#### [EXERCISE DESCRIPTION]
Without the pictures, can you quote each line below exactly?

#### [DATA PROVIDED]
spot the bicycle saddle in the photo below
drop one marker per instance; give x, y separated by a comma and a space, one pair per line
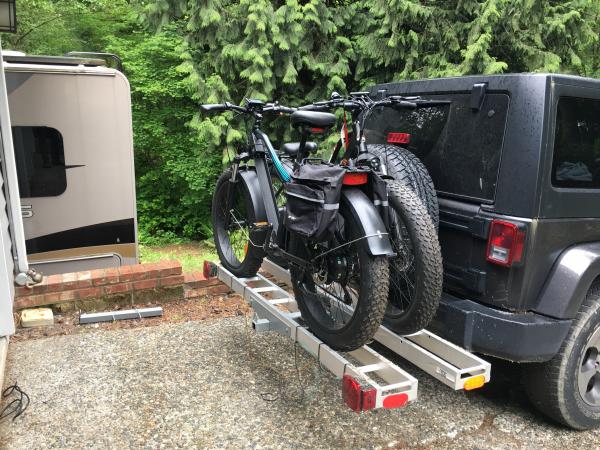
291, 148
312, 119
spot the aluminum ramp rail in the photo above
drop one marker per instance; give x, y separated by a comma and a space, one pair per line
369, 380
452, 365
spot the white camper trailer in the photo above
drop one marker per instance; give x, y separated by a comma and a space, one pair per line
72, 132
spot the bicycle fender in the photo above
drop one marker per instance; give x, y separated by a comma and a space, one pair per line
368, 218
250, 179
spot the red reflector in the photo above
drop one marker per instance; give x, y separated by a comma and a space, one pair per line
355, 397
209, 269
395, 401
505, 243
355, 178
399, 138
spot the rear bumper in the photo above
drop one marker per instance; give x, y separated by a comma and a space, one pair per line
523, 337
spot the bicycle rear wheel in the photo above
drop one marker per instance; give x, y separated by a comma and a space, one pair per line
343, 296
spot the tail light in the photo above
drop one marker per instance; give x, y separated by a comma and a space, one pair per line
505, 243
355, 397
361, 399
398, 138
209, 269
355, 178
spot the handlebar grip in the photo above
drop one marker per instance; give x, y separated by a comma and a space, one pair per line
213, 107
409, 105
286, 110
315, 107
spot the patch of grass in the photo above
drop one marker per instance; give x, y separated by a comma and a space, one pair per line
191, 255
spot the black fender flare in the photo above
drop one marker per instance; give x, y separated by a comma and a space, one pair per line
250, 179
367, 216
569, 281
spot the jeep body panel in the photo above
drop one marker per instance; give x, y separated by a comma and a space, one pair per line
569, 281
522, 312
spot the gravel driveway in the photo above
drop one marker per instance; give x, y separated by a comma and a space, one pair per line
217, 384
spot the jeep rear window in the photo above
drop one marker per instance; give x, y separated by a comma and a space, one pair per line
576, 161
461, 148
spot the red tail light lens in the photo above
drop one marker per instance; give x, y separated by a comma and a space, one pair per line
355, 178
505, 243
399, 138
355, 397
209, 269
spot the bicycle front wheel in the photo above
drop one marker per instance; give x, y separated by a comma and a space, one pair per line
233, 216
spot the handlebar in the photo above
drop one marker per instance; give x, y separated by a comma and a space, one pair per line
269, 107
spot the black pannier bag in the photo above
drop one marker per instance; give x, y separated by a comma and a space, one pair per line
313, 199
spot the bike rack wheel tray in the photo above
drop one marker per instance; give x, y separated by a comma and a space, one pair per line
369, 380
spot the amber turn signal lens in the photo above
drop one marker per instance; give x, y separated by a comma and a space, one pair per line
474, 382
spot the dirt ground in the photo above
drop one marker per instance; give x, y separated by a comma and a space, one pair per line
182, 310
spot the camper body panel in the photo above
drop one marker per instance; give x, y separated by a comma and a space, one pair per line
74, 148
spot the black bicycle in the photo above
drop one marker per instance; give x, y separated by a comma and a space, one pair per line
330, 233
416, 271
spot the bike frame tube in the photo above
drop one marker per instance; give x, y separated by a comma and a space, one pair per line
262, 146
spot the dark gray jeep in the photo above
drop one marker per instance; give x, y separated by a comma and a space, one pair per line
515, 160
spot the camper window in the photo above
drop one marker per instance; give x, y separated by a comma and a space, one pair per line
40, 157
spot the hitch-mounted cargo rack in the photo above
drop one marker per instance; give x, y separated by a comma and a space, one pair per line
369, 379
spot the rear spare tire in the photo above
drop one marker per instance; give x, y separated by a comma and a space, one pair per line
405, 167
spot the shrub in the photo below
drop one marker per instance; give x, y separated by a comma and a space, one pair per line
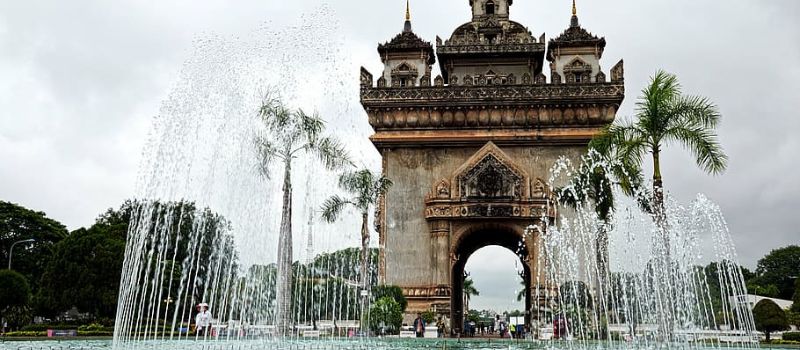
793, 336
386, 312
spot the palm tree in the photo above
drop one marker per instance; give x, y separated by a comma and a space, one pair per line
469, 291
290, 134
593, 183
366, 188
665, 116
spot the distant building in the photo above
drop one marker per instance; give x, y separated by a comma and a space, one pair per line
468, 149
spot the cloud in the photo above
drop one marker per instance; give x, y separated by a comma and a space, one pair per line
81, 82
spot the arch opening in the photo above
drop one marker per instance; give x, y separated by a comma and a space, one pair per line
470, 243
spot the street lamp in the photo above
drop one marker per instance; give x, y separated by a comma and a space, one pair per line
11, 250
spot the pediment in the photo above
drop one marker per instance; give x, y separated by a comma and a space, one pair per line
491, 174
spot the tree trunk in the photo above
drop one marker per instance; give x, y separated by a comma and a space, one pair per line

#### [RESULT OF THIS TASK]
spot the bicycle saddle in the photo below
drop one marker per instance; give x, y separated by a comma and a space, one pair per line
291, 148
312, 119
spot the aluminum ramp rail in the photo above
drop one marker per instance; give x, y separated by a comma and a space, one pair per line
369, 380
452, 365
spot the white camper trailer in the photo above
drop one marker per instance; give x, y separated by a comma and a space, one pair per line
72, 132
spot the bicycle fender in the photo above
drop one marker per instance; give x, y separated by a comma and a space, one pair per line
368, 218
250, 179
spot the red reflector in the photo above
drop one marker per instance; give x, y separated by a comma and a space, one pair per line
355, 397
209, 269
395, 401
505, 243
355, 178
399, 138
spot the rear bumper in the photo above
drop one marker per instance; give x, y separated by a comma and a space, one pair per line
523, 337
spot the bicycle rear wheel in the photo above
drop one marker per instance; give x, y separated by a comma and a space, one pair per line
343, 296
spot the tail light in the photo above
drop one marker per instance; give x, y separated by a comma and a space, one pair per line
505, 243
355, 397
361, 399
398, 138
209, 269
355, 178
spot the handlebar grip in the photo above
drop one marker per instance; give x, y separated by a comma and a space, one pair per line
213, 107
409, 105
286, 110
315, 107
spot the patch of grass in the photo above
drop one marker per instance; give x, y separated by a comma and a space, one pair per line
191, 255
spot the black fender flare in the photo above
drop one marker per instance; give x, y separated by a comma and a space, one pair per line
250, 179
367, 216
569, 281
spot the jeep body panel in the photo above
drop one marker per instance; give x, y separated by a comma and a space, one pair per line
569, 281
522, 312
spot the gravel driveway in the photo above
drop one marker per instance; give x, y separated by a comma and a space, one pair per line
217, 384
spot the jeep rear window in the photo above
drop one marker per instance; give x, y separated by a comma and a space, one pair per line
576, 161
461, 148
spot the red tail light lens in the photo above
drop one marker per instance; give x, y separated by a comma and a space, one pair per line
355, 178
505, 243
399, 138
355, 397
209, 269
spot the bicycle front wheel in the photo above
drop one marker per instance; give x, y separated by a comma and a space, one pair per line
233, 216
spot the handlebar in the photo above
drop one marker per instance; give x, y separated by a comma and a space, one pair per line
269, 107
spot the black pannier bag in the photo above
drop one marker per instance; give x, y separated by a comma and a space, one pair per line
313, 199
spot the bike rack wheel tray in the photo above
drop one marker per instance; give x, y separated by a comma and a space, one pair per line
369, 380
spot the amber turn signal lens in the photo above
drop one marker per instance; give x, y separated by a comma and a space, one pair per line
474, 382
spot the dirt ground in the photo above
drop one marker per instance; give x, y separated by a comma and a space, one pair per line
182, 310
spot the camper body panel in the photo above
drop one marker per instance; give x, y separated by a comma and a space, one pair per line
74, 148
spot the black bicycle in the photo above
drop one marker per instance; give x, y separated by a comma and a space, one pair per line
330, 233
416, 271
spot the bike frame tube in the photo above
drop one marker per instance; give x, y separated by a comma and a space, one pair per line
262, 146
spot the dark gray jeep in the photo above
drop one marker per instance; give x, y separated by a comma and a space, one pair per line
515, 160
spot the camper window in the photo above
drop one marker per instance; give x, y separated by a comma and a space, one pair per line
40, 157
spot the hitch-mounted cargo rack in the photo above
drop one marker per instance; give x, y separated by a comma and a space, one pair per line
369, 379
spot the rear spare tire in the photo above
drop one marker per instance; give x, y separated by a comma and a space, one pair per line
405, 167
spot the shrub in the photo below
drop one marker per instance; give x, y separated by a comma and a space, one pair per line
793, 336
386, 312
spot the palm tree in the photo above
drop one marker per instance; give x, y separated by a comma and a space, one pair per line
469, 291
290, 134
593, 183
366, 188
665, 116
spot the distant building in the photo above
drop one marker per instance; give x, y separated by a comma and a space, one pair per line
468, 149
spot the cloud in the photo above
drop one marker per instance; give x, y separated by a comma and a space, one pair per line
81, 82
spot the arch opening in the photo above
drop one marker per instance; give x, y separated by a comma and a space, one pair per line
470, 243
spot the street lamp in the photo above
drop one marker per instance; give x, y separated by a comma and a space, one pair per line
11, 250
spot the pediment in the photo above
drop one marker per instance; give x, y separated by a comma and a space, one pair per line
491, 174
spot the tree trunk in the photo above
drop one marker per instance; give x, y separated by a comma and a space, one pair per line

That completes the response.